To scrape the relevant text data from Reddit, I created a small list of queries covering diverse yet relevant topics to buying affordable used vehicles. The queries involved location-specific, model-specific, and thematic keywords to ensure that the search covers as much ground as possible. Chosen subreddits have > 1e5 subscribers to ensure that search queries will yield a significant amount of results per API request. These queries and subreddits can be accessed in the paths: `../src/search_queries.txt` and `../src/subreddits.txt`, respectively. 

__Searching relevant posts per Subreddit__

The objective is to search and scrape for posts (and child comments) within the specified subreddits using the search queries provided. However, with a 10x10 query and subreddit array, I expect at least an initial 100 requests for the subreddit search yielding 100x100 submissions at most. Fetching the comments involves significantly more requests as each submission requires 1 request to yield the CommentForest. Fetching the comments will require at least 10,000 requests.

__Expected Minimum API Requests__
|Search Requests|Comment Fetch Requests|Total Requests|
|:----------|:----------|:----------|
|100      |10,000  |10,100|

From the table above, a single batch job covering all query-subreddit combinations will yield at least 10,100 API requests in a single go, which wildly exceeds the Reddit API fair use policy (i.e. Cap requests to 100/min averaged over 10-minute sliding window). 

__Implementing a sliding window request counter and backoff algorithms__

To ensure the script adheres to fair use policies, I implemented two-pronged fail-safe logic:
1. Handle transient failures for each API request by implementing a backoff algorithm
2. Mitigate the risk of #1 happening by implementing a program-level API request counter that tracks current and expected calls within a specified sliding window. This rate limiter will throttle requests until there's an available slot.

#### API Request Fail-safe Functions
Although PRAW already implements throttling, I took the challenge to implement a backoff algorithm and rate limiter for my script to better understand APIs and industry practices.

◇ ◇ ◇

Task requirements =
1 – Transcribe verbatim the portion of the Reddit scraping text starting at "From the table" and ending at "10-minute sliding window).".
2 – Write the next part of the Reddit scraping text, beginning immediately after its final sentence.

(Records from a collection)
◇ ◇ ◇

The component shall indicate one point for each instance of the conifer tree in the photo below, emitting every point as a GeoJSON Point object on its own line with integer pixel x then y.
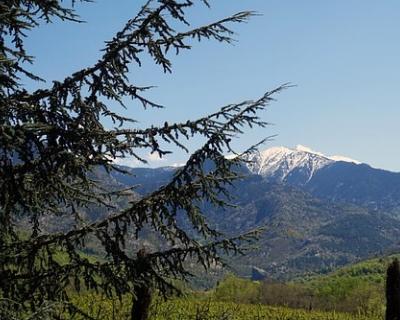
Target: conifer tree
{"type": "Point", "coordinates": [53, 139]}
{"type": "Point", "coordinates": [393, 291]}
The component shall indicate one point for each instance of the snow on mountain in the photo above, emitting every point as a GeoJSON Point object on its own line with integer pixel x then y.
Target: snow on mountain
{"type": "Point", "coordinates": [281, 163]}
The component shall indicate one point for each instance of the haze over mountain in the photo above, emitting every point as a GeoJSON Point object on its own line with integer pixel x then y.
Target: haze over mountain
{"type": "Point", "coordinates": [320, 211]}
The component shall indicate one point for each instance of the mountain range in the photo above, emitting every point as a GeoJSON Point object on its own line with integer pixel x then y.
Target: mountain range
{"type": "Point", "coordinates": [320, 212]}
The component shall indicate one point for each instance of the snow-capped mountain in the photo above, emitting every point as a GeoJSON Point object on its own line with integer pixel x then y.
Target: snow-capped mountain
{"type": "Point", "coordinates": [281, 163]}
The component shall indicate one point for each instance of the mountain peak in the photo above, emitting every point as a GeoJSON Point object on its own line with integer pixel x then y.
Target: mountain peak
{"type": "Point", "coordinates": [282, 162]}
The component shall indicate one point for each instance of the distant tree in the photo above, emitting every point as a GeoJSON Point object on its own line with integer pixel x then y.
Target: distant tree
{"type": "Point", "coordinates": [53, 139]}
{"type": "Point", "coordinates": [393, 291]}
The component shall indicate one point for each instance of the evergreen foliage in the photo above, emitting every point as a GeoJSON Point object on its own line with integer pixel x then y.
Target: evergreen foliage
{"type": "Point", "coordinates": [53, 139]}
{"type": "Point", "coordinates": [393, 291]}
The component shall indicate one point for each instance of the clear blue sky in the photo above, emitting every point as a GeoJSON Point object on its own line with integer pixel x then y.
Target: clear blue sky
{"type": "Point", "coordinates": [343, 55]}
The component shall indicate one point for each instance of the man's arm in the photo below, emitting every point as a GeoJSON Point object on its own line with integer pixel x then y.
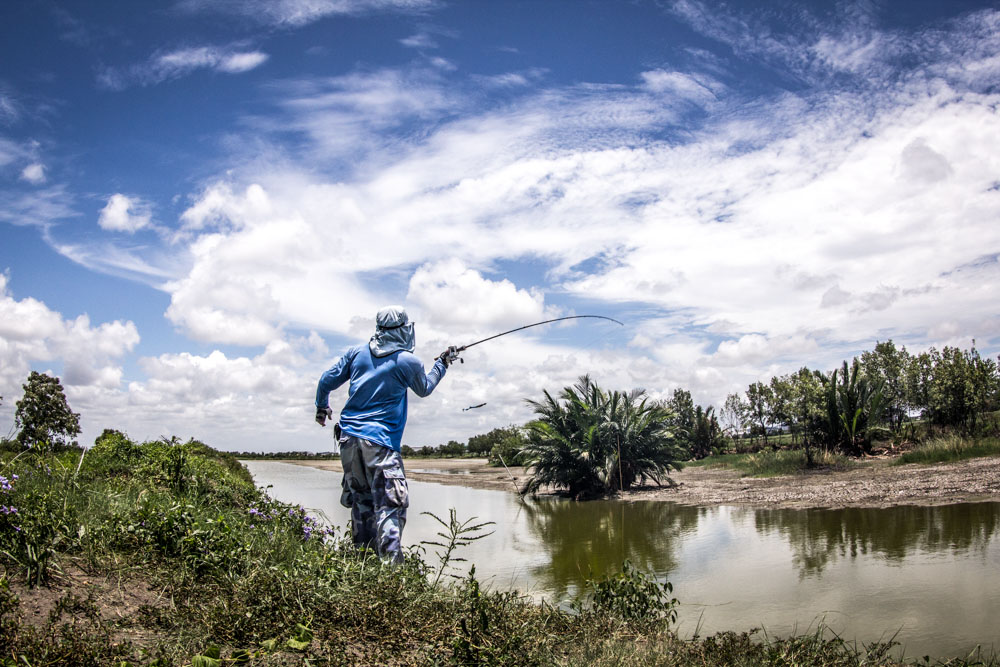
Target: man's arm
{"type": "Point", "coordinates": [422, 383]}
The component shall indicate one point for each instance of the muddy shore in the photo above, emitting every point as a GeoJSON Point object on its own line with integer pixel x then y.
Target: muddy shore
{"type": "Point", "coordinates": [874, 483]}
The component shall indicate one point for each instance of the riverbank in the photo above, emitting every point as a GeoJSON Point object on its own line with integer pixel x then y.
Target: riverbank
{"type": "Point", "coordinates": [871, 483]}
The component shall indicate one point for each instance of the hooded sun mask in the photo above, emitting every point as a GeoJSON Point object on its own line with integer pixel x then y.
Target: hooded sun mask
{"type": "Point", "coordinates": [393, 332]}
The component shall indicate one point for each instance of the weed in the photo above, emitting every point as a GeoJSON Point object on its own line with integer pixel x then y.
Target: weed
{"type": "Point", "coordinates": [951, 448]}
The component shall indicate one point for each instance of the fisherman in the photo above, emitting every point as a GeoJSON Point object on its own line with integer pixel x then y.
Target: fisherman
{"type": "Point", "coordinates": [370, 428]}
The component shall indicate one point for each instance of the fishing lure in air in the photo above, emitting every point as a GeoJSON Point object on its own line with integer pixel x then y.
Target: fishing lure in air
{"type": "Point", "coordinates": [453, 351]}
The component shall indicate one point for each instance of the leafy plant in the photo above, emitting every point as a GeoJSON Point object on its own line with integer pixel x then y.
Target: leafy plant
{"type": "Point", "coordinates": [853, 405]}
{"type": "Point", "coordinates": [630, 595]}
{"type": "Point", "coordinates": [457, 534]}
{"type": "Point", "coordinates": [43, 415]}
{"type": "Point", "coordinates": [594, 442]}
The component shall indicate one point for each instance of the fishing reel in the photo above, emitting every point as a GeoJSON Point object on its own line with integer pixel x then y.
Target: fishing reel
{"type": "Point", "coordinates": [451, 354]}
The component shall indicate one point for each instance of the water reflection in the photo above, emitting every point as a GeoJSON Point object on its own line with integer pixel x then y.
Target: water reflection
{"type": "Point", "coordinates": [818, 536]}
{"type": "Point", "coordinates": [587, 539]}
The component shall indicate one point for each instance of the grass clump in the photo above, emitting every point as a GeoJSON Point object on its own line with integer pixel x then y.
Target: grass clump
{"type": "Point", "coordinates": [770, 463]}
{"type": "Point", "coordinates": [219, 573]}
{"type": "Point", "coordinates": [950, 447]}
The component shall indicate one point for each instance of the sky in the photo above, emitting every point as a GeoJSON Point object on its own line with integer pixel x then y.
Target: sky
{"type": "Point", "coordinates": [203, 203]}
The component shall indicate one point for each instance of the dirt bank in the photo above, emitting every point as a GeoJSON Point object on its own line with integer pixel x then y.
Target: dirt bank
{"type": "Point", "coordinates": [473, 473]}
{"type": "Point", "coordinates": [872, 484]}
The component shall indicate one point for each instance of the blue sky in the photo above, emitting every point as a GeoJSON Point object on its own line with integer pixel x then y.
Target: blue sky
{"type": "Point", "coordinates": [203, 202]}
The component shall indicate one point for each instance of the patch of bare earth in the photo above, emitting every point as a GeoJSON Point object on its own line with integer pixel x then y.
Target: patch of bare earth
{"type": "Point", "coordinates": [472, 473]}
{"type": "Point", "coordinates": [875, 483]}
{"type": "Point", "coordinates": [120, 598]}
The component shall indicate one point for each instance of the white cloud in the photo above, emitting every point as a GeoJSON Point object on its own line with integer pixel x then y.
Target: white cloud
{"type": "Point", "coordinates": [302, 12]}
{"type": "Point", "coordinates": [421, 40]}
{"type": "Point", "coordinates": [34, 173]}
{"type": "Point", "coordinates": [174, 64]}
{"type": "Point", "coordinates": [456, 298]}
{"type": "Point", "coordinates": [784, 231]}
{"type": "Point", "coordinates": [124, 214]}
{"type": "Point", "coordinates": [30, 332]}
{"type": "Point", "coordinates": [699, 90]}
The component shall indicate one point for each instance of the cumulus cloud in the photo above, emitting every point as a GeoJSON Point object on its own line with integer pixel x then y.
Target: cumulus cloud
{"type": "Point", "coordinates": [34, 173]}
{"type": "Point", "coordinates": [782, 231]}
{"type": "Point", "coordinates": [696, 89]}
{"type": "Point", "coordinates": [301, 12]}
{"type": "Point", "coordinates": [124, 214]}
{"type": "Point", "coordinates": [31, 332]}
{"type": "Point", "coordinates": [174, 64]}
{"type": "Point", "coordinates": [456, 297]}
{"type": "Point", "coordinates": [421, 40]}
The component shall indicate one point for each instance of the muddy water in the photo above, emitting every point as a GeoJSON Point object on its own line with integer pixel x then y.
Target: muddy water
{"type": "Point", "coordinates": [929, 575]}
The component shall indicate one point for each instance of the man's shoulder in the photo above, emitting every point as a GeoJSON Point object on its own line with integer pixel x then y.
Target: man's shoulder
{"type": "Point", "coordinates": [407, 358]}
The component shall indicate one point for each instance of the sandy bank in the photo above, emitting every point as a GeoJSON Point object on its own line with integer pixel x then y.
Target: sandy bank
{"type": "Point", "coordinates": [874, 484]}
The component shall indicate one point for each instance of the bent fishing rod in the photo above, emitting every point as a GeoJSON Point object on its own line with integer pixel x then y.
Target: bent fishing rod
{"type": "Point", "coordinates": [453, 351]}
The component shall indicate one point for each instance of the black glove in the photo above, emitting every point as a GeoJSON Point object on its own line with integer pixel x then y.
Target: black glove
{"type": "Point", "coordinates": [449, 356]}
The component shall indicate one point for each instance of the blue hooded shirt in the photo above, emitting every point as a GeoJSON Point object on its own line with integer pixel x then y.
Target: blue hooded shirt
{"type": "Point", "coordinates": [376, 401]}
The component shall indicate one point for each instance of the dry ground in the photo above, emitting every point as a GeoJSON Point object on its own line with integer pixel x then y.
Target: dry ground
{"type": "Point", "coordinates": [873, 484]}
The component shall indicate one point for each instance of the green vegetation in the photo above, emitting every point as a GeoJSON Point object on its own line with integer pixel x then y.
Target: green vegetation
{"type": "Point", "coordinates": [594, 442]}
{"type": "Point", "coordinates": [217, 573]}
{"type": "Point", "coordinates": [773, 463]}
{"type": "Point", "coordinates": [230, 576]}
{"type": "Point", "coordinates": [951, 447]}
{"type": "Point", "coordinates": [43, 416]}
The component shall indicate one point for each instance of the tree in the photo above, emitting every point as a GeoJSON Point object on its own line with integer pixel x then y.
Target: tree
{"type": "Point", "coordinates": [453, 448]}
{"type": "Point", "coordinates": [509, 450]}
{"type": "Point", "coordinates": [889, 364]}
{"type": "Point", "coordinates": [706, 436]}
{"type": "Point", "coordinates": [482, 445]}
{"type": "Point", "coordinates": [733, 415]}
{"type": "Point", "coordinates": [917, 381]}
{"type": "Point", "coordinates": [807, 408]}
{"type": "Point", "coordinates": [962, 386]}
{"type": "Point", "coordinates": [853, 405]}
{"type": "Point", "coordinates": [43, 415]}
{"type": "Point", "coordinates": [593, 442]}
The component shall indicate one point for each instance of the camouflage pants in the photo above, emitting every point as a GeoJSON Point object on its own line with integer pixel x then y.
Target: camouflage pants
{"type": "Point", "coordinates": [375, 489]}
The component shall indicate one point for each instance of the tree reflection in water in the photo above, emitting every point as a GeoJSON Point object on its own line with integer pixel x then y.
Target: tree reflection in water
{"type": "Point", "coordinates": [593, 538]}
{"type": "Point", "coordinates": [817, 537]}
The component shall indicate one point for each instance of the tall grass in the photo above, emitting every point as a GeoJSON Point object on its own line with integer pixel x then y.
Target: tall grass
{"type": "Point", "coordinates": [770, 463]}
{"type": "Point", "coordinates": [244, 579]}
{"type": "Point", "coordinates": [951, 447]}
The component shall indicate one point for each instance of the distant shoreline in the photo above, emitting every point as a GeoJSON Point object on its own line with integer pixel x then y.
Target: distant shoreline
{"type": "Point", "coordinates": [875, 484]}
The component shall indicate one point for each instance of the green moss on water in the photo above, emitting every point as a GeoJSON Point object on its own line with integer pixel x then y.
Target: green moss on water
{"type": "Point", "coordinates": [221, 574]}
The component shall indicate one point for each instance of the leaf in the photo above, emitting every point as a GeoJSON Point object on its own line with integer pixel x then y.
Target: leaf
{"type": "Point", "coordinates": [296, 645]}
{"type": "Point", "coordinates": [303, 633]}
{"type": "Point", "coordinates": [240, 656]}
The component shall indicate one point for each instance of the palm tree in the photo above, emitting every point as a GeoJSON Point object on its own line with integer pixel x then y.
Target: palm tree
{"type": "Point", "coordinates": [594, 442]}
{"type": "Point", "coordinates": [852, 405]}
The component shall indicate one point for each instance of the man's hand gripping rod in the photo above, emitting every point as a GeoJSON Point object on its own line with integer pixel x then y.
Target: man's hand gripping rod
{"type": "Point", "coordinates": [451, 354]}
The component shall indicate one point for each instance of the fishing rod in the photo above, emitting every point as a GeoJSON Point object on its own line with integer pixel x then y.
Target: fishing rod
{"type": "Point", "coordinates": [453, 351]}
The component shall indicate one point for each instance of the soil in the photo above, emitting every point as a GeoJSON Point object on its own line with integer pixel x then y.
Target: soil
{"type": "Point", "coordinates": [872, 483]}
{"type": "Point", "coordinates": [119, 597]}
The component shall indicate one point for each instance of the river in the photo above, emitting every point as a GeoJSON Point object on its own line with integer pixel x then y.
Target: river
{"type": "Point", "coordinates": [928, 575]}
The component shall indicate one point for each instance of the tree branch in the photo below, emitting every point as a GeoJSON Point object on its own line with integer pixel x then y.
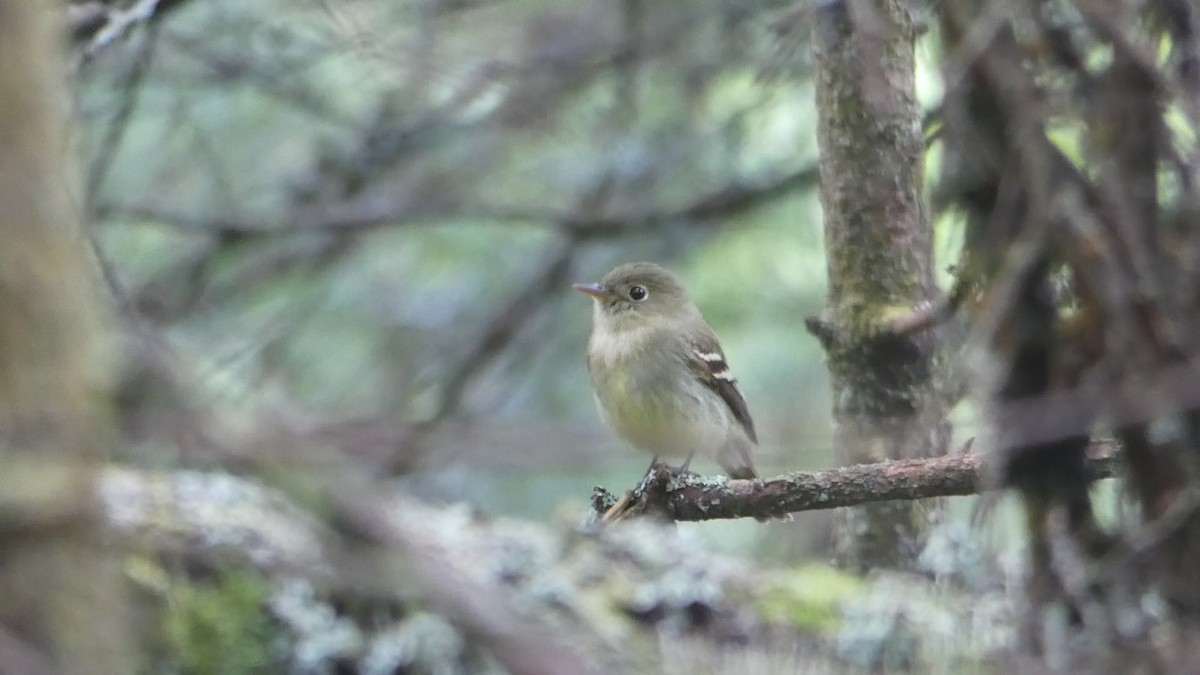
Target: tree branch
{"type": "Point", "coordinates": [667, 495]}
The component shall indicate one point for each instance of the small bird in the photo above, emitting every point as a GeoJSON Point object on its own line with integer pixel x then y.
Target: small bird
{"type": "Point", "coordinates": [659, 374]}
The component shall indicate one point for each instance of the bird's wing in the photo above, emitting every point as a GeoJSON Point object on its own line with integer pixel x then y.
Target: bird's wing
{"type": "Point", "coordinates": [707, 360]}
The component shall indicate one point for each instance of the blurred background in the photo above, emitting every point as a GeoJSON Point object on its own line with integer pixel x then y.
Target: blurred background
{"type": "Point", "coordinates": [345, 233]}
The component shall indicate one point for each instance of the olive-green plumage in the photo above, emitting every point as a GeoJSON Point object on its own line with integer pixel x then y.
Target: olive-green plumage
{"type": "Point", "coordinates": [659, 375]}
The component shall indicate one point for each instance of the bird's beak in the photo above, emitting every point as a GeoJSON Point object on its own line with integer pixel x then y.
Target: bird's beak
{"type": "Point", "coordinates": [594, 290]}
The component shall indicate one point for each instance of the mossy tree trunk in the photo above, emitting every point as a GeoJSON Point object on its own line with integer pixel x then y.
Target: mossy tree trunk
{"type": "Point", "coordinates": [61, 607]}
{"type": "Point", "coordinates": [879, 246]}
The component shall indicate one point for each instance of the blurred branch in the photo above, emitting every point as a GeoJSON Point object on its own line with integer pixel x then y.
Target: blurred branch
{"type": "Point", "coordinates": [99, 25]}
{"type": "Point", "coordinates": [688, 496]}
{"type": "Point", "coordinates": [504, 324]}
{"type": "Point", "coordinates": [725, 202]}
{"type": "Point", "coordinates": [131, 89]}
{"type": "Point", "coordinates": [485, 614]}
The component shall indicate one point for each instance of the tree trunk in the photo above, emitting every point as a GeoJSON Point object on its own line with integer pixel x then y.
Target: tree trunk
{"type": "Point", "coordinates": [879, 246]}
{"type": "Point", "coordinates": [63, 608]}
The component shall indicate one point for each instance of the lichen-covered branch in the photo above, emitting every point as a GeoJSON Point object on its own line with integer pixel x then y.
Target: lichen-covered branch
{"type": "Point", "coordinates": [687, 496]}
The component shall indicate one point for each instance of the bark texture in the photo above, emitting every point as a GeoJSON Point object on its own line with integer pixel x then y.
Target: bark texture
{"type": "Point", "coordinates": [879, 246]}
{"type": "Point", "coordinates": [61, 607]}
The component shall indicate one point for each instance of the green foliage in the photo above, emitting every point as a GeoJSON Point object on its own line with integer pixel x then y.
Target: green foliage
{"type": "Point", "coordinates": [809, 597]}
{"type": "Point", "coordinates": [220, 626]}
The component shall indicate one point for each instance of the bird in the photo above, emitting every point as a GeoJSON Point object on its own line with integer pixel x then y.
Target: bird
{"type": "Point", "coordinates": [659, 375]}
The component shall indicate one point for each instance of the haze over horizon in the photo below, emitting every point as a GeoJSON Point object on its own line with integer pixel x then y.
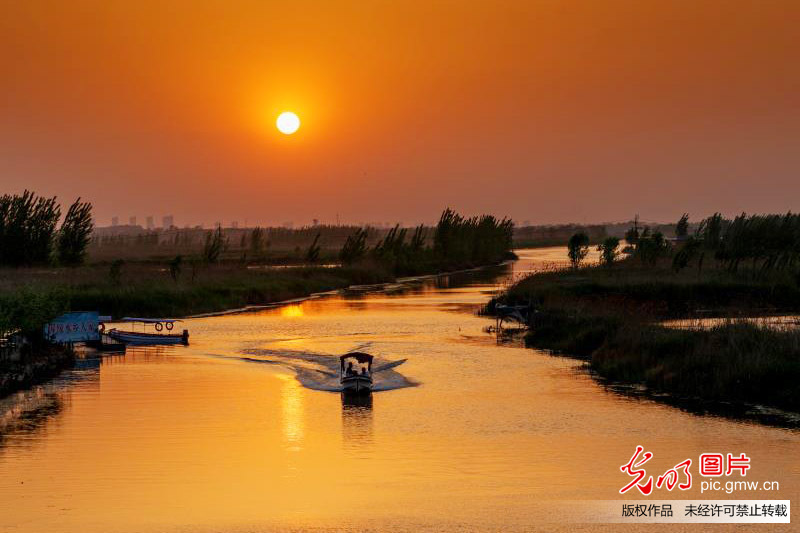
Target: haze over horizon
{"type": "Point", "coordinates": [545, 111]}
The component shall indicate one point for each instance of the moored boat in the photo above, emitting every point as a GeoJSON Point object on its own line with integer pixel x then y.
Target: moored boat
{"type": "Point", "coordinates": [356, 372]}
{"type": "Point", "coordinates": [145, 337]}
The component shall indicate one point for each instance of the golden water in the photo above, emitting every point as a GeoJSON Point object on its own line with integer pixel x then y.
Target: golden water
{"type": "Point", "coordinates": [494, 437]}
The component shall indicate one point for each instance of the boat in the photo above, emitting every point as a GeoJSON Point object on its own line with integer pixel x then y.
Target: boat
{"type": "Point", "coordinates": [145, 337]}
{"type": "Point", "coordinates": [356, 372]}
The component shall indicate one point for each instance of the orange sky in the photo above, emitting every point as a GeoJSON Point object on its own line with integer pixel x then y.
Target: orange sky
{"type": "Point", "coordinates": [546, 111]}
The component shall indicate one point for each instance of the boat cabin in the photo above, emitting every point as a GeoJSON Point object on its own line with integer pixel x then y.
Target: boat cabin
{"type": "Point", "coordinates": [356, 372]}
{"type": "Point", "coordinates": [356, 363]}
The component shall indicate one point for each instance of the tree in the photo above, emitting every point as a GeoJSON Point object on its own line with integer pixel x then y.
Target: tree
{"type": "Point", "coordinates": [577, 248]}
{"type": "Point", "coordinates": [75, 234]}
{"type": "Point", "coordinates": [27, 227]}
{"type": "Point", "coordinates": [256, 241]}
{"type": "Point", "coordinates": [651, 247]}
{"type": "Point", "coordinates": [175, 268]}
{"type": "Point", "coordinates": [215, 242]}
{"type": "Point", "coordinates": [608, 250]}
{"type": "Point", "coordinates": [682, 227]}
{"type": "Point", "coordinates": [685, 254]}
{"type": "Point", "coordinates": [354, 247]}
{"type": "Point", "coordinates": [632, 235]}
{"type": "Point", "coordinates": [312, 255]}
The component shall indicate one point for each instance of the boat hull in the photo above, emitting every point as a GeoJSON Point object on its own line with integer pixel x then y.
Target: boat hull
{"type": "Point", "coordinates": [137, 338]}
{"type": "Point", "coordinates": [356, 384]}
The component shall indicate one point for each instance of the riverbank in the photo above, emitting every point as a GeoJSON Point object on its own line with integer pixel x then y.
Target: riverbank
{"type": "Point", "coordinates": [23, 370]}
{"type": "Point", "coordinates": [611, 318]}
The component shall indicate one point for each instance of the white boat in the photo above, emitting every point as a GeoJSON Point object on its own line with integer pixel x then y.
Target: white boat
{"type": "Point", "coordinates": [145, 337]}
{"type": "Point", "coordinates": [356, 372]}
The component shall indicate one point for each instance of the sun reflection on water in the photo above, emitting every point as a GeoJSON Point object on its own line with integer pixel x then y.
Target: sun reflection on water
{"type": "Point", "coordinates": [292, 412]}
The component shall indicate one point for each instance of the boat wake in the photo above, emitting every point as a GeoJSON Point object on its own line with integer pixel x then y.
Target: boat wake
{"type": "Point", "coordinates": [321, 372]}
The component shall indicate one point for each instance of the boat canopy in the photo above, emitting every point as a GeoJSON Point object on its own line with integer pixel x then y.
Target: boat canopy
{"type": "Point", "coordinates": [149, 320]}
{"type": "Point", "coordinates": [361, 357]}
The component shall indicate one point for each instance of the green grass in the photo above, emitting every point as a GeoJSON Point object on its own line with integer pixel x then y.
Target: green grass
{"type": "Point", "coordinates": [611, 317]}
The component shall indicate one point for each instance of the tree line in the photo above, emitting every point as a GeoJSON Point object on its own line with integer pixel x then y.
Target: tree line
{"type": "Point", "coordinates": [763, 243]}
{"type": "Point", "coordinates": [457, 241]}
{"type": "Point", "coordinates": [30, 234]}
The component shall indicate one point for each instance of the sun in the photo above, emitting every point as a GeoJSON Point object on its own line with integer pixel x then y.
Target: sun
{"type": "Point", "coordinates": [287, 122]}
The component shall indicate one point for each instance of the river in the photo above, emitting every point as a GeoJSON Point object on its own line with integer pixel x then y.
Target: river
{"type": "Point", "coordinates": [236, 433]}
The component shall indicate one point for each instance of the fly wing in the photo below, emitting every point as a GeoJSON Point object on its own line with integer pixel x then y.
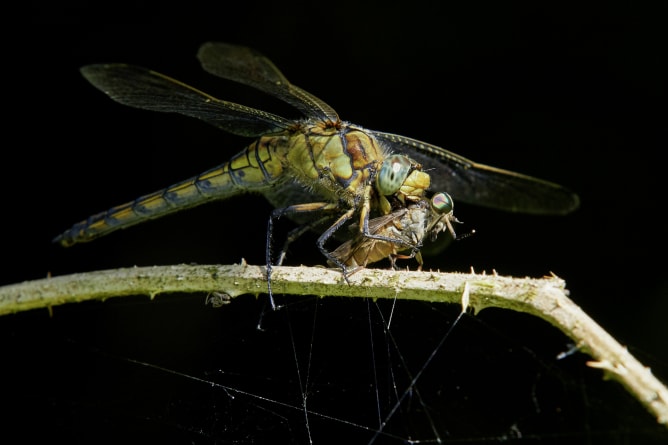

◇ ◇ ◇

The results =
1 –
From the table above, a single batch job covering all query-subreddit combinations will yield at least 10,100 API requests in a single go, which wildly exceeds the Reddit API fair use policy (i.e. Cap requests to 100/min averaged over 10-minute sliding window).

2 –
##### Decorator Factory for implementing Exponential Backoff and Full Jitter
`backoff_on_rate_limit`: This is a decorator factory that builds a custom decorator based on specified backoff parameters (max retries, base delay, cap, jitter). The decorator itself is a wrapper for custom functions that call PRAW methods such as `fetch_submissions` and `fetch_comments`, which call subreddit.search() and submission.comments.replace_more() respectively. The decorator implements exponential backoff with optional full jitter to respect Reddit API rate limits while handling transient failures.
<blockquote>

__Inputs:__
- Integer value for max retries. When attempts exceed this number, an Exception is raised
- Float for base delay in seconds (i.e. Delay at first failed attempt)
- Float for maximum delay in seconds
- Bool on whether to implement full jitter or not

__Outputs:__
- Decorator to be applied to an PRAW API request wrapper
</blockquote>

In [82]:
def backoff_on_rate_limit(max_retries:int=5, 
                        base_delay:float=1.0, 
                        cap_delay:float=60.0, 
                        jitter:bool=True):
    """
    Decorator factory that applies exponential backoff (with optional jitter)
    when Reddit API rate limits (HTTP 429) or server errors occur.
    Stops after max_retries and re-raises the exception.
    """
    def decorator(func):
        @functools.wraps(func)
        def wrapper(*args, **kwargs):
            # Start with base delay, then exponentially scale by attempt
            attempt = 0
            while True:
                try:
                    return func(*args, **kwargs)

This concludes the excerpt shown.